*What this exercise asks:*
(a) Summarize the court opinion below in two sentences.
(b) Answer these questions from the court opinion below, one answer per line.
(i) Which circuit judges heard the appeal?
(ii) How many claims of error does Christie's appeal raise?
(iii) Who was Christie's supervisor?

*Excerpted text:*
§
Arthur L. Christie, Iii, Plaintiff-appellant, v. H. Lawrence Garrett, Iii, Secretary of the Navy, Defendant-appellee, 959 F.2d 239 (9th Cir. 1992)Annotate this Case
Argued and Submitted Feb. 5, 1992. Decided April 9, 1992
Before ALARCON, BEEZER and RYMER, Circuit Judges.
The Navy Electronic Systems Engineering Center at San Diego (Navelex), a federal employer, fired Arthur Christie. Christie considers this the unlawful culmination of "years of discriminatory and conspiratorial conduct" based on his physical handicap and in retaliation for his numerous EEO complaints. After pursuing administrative remedies, he sued, alleging a variety of statutory and constitutional violations. The district court disposed of all of Christie's claims, concluding that they were either time-barred, preempted or meritless. Christie's timely appeal raises eight claims of error. We affirm.
* We review de novo the district court's grant of summary judgment. Yartzoff v. Thomas, 809 F.2d 1371, 1373 (9th Cir. 1987). We must determine whether, viewing the evidence and the inferences from that evidence in the light most favorable to the nonmoving party, there remains any genuine issue of material fact and whether the moving party is entitled to judgment as a matter of law. Id. Contrary to Christie's assertion, the usual summary judgment rules do apply to Title VII actions. Id.
* Christie seeks to overturn the district court's grant of summary judgment as to the first claim of his third amended complaint. This claim arose out of Christie's January 1985 performance evaluation. Although the evaluation reflected "satisfactory" performance in all areas, Elray Adkins, Christie's supervisor, added what Christie characterizes as "derogatory comments concerning [his] need to improve his performance by closer check of his work and his need to improve personal contact and relationships with coworkers."
According to Christie, Adkins added these comments after Christie had signed off on the review. Perceiving this as part of a campaign to sully his work record and get him fired, Christie filed an EEO complaint. He sought removal of the comments, a comparative and quality assurance study, a lateral transfer and attorney's fees. Adkins maintained that he added the comments before Christie signed the form and that he could supply documentation to support their substance. Navelex officers did not resolve the timing dispute, but did remove the comments. They denied the other requested relief as "disproportionate to the action complained of."
Under either a handicap discrimination or a retaliation theory, Christie bears the burden of showing that he suffered an "adverse employment action" in order to make out a prima facie case under Title VII or the Rehabilitation Act. Yartzoff, 809 F.2d at 1375 (Title VII); Sisson v. Helms, 751 F.2d 991, 993-94 (9th Cir.), cert. denied, 474 U.S. 846 (1985) (Rehabilitation Act).
§
*Information shown:*
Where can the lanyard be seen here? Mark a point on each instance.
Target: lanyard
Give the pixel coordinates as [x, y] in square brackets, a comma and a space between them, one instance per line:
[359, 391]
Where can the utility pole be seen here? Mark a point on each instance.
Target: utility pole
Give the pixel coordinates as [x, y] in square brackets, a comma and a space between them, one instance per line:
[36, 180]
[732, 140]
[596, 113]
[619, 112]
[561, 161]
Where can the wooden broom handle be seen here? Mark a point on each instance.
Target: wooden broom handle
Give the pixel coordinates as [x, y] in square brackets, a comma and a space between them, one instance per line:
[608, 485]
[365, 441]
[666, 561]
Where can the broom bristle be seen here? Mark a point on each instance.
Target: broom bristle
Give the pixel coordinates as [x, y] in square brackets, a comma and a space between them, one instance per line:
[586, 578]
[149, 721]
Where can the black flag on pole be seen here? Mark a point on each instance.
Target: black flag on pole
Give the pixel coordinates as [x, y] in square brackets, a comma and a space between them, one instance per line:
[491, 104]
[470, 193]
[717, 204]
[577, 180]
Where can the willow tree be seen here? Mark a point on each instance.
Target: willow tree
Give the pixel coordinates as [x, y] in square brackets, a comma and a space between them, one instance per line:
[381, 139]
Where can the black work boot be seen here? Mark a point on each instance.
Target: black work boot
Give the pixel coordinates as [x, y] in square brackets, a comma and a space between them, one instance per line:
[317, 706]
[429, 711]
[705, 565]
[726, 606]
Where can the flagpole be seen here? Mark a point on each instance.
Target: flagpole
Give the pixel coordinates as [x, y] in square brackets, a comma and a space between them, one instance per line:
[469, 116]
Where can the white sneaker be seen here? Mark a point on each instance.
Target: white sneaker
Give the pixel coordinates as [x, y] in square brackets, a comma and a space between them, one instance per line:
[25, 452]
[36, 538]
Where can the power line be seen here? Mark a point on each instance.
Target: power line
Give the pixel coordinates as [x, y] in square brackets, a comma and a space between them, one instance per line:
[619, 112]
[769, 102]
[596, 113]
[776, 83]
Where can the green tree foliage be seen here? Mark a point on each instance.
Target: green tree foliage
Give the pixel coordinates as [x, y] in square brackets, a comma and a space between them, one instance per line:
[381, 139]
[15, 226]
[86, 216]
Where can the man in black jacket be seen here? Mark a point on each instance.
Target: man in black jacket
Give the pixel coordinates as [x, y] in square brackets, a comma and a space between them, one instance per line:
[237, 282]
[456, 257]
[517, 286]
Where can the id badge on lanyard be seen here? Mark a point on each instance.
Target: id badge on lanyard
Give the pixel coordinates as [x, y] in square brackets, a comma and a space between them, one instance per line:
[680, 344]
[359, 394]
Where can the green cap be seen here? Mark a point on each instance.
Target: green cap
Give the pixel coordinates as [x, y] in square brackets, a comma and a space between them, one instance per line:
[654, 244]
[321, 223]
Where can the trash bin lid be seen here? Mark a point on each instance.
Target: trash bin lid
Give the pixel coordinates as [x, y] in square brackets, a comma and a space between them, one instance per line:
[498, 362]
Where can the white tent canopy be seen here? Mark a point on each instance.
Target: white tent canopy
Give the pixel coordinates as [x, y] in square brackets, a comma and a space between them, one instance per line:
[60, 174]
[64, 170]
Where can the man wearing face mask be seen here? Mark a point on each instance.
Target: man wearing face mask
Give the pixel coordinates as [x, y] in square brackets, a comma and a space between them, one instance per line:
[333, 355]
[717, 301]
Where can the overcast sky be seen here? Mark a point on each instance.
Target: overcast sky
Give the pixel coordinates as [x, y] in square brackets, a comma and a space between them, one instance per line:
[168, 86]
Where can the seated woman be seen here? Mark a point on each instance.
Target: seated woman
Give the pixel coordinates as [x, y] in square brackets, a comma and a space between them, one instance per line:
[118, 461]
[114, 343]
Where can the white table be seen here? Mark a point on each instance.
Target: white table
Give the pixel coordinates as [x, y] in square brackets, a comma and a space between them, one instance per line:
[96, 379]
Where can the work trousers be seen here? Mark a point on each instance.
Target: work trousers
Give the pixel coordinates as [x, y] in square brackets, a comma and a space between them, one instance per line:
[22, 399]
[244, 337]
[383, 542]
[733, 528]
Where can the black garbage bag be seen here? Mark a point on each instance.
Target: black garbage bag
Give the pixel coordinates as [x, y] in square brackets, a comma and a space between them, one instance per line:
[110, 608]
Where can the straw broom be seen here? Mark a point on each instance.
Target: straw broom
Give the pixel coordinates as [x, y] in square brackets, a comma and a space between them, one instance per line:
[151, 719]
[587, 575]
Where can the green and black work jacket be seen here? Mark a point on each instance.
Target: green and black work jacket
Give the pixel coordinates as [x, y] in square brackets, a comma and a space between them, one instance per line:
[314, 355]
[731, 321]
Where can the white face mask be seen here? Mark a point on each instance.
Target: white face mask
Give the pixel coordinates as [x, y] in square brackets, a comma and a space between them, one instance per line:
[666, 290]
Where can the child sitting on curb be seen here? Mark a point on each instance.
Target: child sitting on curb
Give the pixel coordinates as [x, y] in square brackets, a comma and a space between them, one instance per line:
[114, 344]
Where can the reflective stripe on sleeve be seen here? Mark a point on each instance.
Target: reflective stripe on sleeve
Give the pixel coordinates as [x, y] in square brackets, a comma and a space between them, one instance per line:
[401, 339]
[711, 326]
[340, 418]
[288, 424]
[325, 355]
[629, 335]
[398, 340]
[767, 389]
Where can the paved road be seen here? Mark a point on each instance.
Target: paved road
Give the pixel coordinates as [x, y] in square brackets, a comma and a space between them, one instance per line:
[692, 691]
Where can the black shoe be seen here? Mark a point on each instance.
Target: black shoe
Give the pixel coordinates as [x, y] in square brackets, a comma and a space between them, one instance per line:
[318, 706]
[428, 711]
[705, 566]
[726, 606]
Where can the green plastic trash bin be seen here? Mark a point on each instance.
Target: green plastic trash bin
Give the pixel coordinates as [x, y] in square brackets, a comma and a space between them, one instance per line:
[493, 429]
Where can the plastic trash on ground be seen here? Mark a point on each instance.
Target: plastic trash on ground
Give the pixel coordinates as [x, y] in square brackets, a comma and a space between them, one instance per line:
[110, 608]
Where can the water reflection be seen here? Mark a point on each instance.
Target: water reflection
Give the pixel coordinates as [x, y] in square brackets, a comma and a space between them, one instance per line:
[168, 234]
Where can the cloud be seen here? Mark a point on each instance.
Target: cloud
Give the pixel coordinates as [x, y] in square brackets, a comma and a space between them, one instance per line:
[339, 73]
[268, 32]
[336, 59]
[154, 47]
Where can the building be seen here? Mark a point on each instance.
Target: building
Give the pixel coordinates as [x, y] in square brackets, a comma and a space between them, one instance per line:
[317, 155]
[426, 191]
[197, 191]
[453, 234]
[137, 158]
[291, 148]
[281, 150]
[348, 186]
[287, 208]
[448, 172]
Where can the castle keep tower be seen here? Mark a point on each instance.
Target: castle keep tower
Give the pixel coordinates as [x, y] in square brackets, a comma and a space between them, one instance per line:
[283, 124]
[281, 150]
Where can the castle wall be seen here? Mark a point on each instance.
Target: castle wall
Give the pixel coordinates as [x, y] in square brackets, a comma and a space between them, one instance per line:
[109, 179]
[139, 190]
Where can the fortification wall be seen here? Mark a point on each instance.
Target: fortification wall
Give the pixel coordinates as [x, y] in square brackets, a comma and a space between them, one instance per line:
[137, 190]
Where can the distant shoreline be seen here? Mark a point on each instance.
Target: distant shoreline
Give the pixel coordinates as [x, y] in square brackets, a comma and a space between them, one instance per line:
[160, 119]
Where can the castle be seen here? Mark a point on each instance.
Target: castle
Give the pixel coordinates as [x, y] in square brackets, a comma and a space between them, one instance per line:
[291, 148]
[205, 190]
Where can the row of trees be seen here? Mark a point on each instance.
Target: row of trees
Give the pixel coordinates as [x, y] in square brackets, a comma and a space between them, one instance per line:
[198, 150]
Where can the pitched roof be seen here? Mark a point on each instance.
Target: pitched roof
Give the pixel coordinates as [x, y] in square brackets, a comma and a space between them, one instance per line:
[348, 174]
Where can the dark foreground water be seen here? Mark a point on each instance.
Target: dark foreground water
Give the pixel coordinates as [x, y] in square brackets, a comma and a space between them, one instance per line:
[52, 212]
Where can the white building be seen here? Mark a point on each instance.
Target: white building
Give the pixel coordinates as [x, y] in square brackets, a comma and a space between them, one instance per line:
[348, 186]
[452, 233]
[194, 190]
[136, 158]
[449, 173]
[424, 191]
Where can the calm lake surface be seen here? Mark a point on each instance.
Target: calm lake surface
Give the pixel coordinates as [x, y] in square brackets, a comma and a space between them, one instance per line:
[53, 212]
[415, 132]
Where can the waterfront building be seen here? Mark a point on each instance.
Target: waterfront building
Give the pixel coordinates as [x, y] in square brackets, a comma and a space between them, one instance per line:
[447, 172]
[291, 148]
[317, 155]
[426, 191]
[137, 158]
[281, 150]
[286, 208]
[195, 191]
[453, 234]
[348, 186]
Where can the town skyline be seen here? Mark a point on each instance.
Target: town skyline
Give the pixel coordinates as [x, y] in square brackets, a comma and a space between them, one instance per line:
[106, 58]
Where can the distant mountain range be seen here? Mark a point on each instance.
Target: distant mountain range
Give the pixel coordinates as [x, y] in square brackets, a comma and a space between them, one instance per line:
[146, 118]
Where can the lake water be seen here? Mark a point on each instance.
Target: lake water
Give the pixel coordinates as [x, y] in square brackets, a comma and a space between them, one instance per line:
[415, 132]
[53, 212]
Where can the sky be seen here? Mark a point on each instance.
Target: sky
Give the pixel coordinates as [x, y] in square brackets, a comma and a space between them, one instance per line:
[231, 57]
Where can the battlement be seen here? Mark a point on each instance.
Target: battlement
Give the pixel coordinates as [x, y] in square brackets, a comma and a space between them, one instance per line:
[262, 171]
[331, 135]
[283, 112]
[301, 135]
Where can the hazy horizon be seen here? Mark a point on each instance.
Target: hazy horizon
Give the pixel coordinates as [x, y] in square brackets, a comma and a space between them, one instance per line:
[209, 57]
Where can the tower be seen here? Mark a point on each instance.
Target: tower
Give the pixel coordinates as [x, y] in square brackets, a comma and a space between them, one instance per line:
§
*Solutions below:*
(a) Navelex, a federal employer, fired Arthur Christie, who sued after pursuing administrative remedies and claimed the firing capped years of discrimination over his physical handicap and retaliation for his EEO complaints. The district court disposed of all his claims as time-barred, preempted or meritless, and the appeals court affirmed.

(b)
(i) Alarcon, Beezer and Rymer
(ii) Eight
(iii) Elray Adkins